_What is needed:_ Transcribe precisely, and only, the lines beginning at the line containing "Target: man holding flag" and ending at the final line of the material below.

_Records to use:_

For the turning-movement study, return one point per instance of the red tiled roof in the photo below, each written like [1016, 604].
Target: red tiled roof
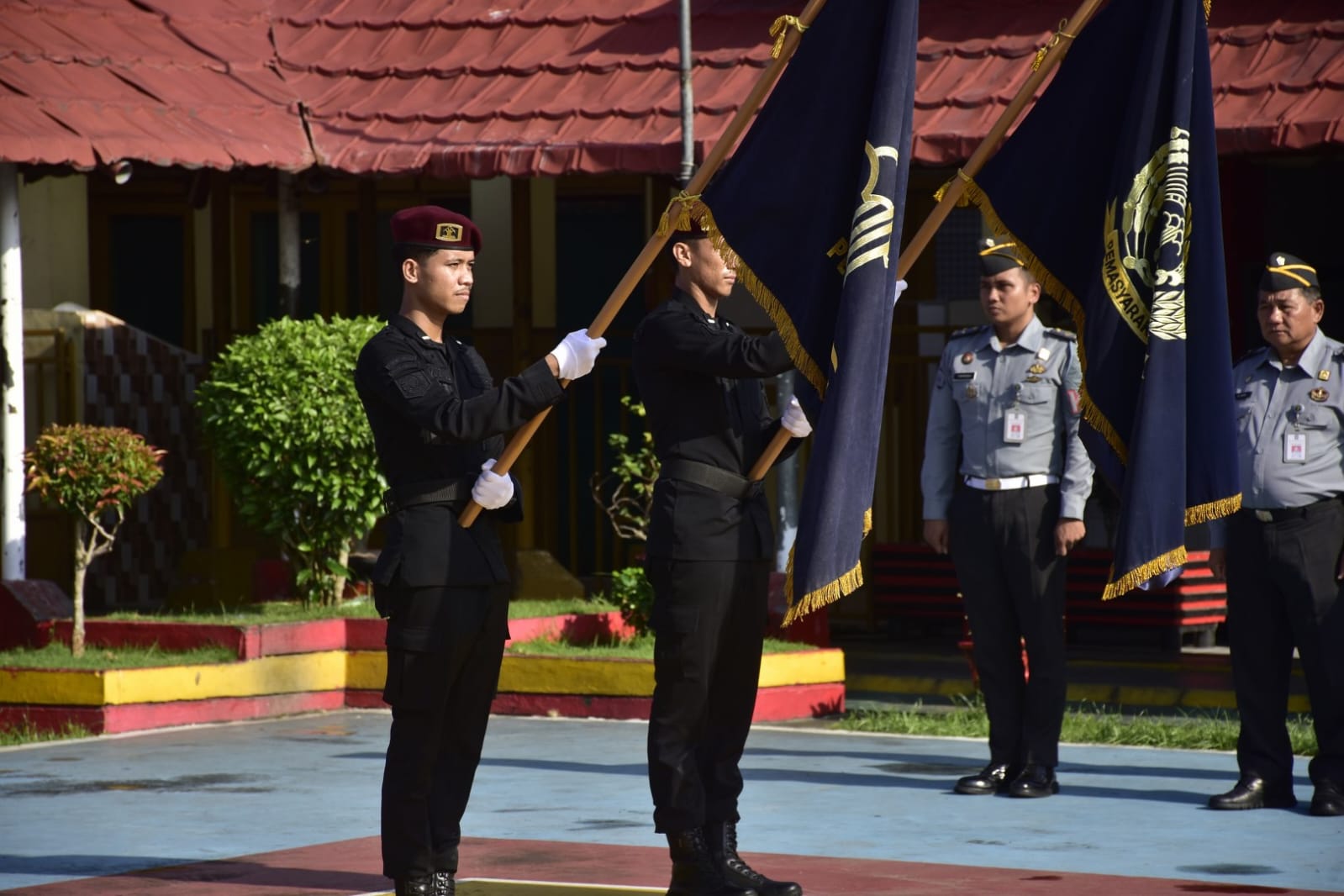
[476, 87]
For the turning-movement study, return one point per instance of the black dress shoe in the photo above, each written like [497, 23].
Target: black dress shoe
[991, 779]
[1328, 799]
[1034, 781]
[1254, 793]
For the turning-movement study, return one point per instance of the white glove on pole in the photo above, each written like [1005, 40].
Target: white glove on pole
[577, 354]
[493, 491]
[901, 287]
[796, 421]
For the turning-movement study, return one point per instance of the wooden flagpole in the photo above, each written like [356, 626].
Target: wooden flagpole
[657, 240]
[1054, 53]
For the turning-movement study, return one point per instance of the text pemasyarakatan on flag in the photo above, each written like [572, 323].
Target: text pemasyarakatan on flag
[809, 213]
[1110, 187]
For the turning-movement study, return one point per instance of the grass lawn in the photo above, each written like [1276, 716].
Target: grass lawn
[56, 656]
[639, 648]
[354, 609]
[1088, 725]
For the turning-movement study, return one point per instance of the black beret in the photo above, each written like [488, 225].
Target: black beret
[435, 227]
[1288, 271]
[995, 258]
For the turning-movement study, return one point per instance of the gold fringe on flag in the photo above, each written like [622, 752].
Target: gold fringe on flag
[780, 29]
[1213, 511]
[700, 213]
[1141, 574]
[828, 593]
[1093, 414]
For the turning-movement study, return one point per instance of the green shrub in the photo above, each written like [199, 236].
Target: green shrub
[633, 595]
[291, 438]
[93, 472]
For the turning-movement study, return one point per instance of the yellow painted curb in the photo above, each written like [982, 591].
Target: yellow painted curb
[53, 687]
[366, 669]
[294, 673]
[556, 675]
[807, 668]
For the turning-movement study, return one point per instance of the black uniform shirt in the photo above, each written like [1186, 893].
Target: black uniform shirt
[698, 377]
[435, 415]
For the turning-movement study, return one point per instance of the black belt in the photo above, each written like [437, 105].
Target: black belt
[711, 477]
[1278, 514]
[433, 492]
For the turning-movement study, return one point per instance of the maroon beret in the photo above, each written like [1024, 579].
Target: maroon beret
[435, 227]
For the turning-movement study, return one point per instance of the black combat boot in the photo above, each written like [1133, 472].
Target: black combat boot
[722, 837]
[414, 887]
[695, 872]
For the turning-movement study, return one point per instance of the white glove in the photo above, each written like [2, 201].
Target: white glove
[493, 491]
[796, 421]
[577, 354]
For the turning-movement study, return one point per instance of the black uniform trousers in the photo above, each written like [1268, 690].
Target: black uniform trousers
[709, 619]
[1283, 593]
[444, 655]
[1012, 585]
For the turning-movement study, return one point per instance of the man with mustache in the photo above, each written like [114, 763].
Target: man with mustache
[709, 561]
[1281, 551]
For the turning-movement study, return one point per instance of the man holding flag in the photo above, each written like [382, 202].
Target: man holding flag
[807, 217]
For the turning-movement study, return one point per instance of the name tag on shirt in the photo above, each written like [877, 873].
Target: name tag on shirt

_Written response:_
Target: man holding flag
[807, 217]
For the turning-movement study, return one point per instance of the name tag on shirt in the photo above, each written like [877, 873].
Target: name tag on shirt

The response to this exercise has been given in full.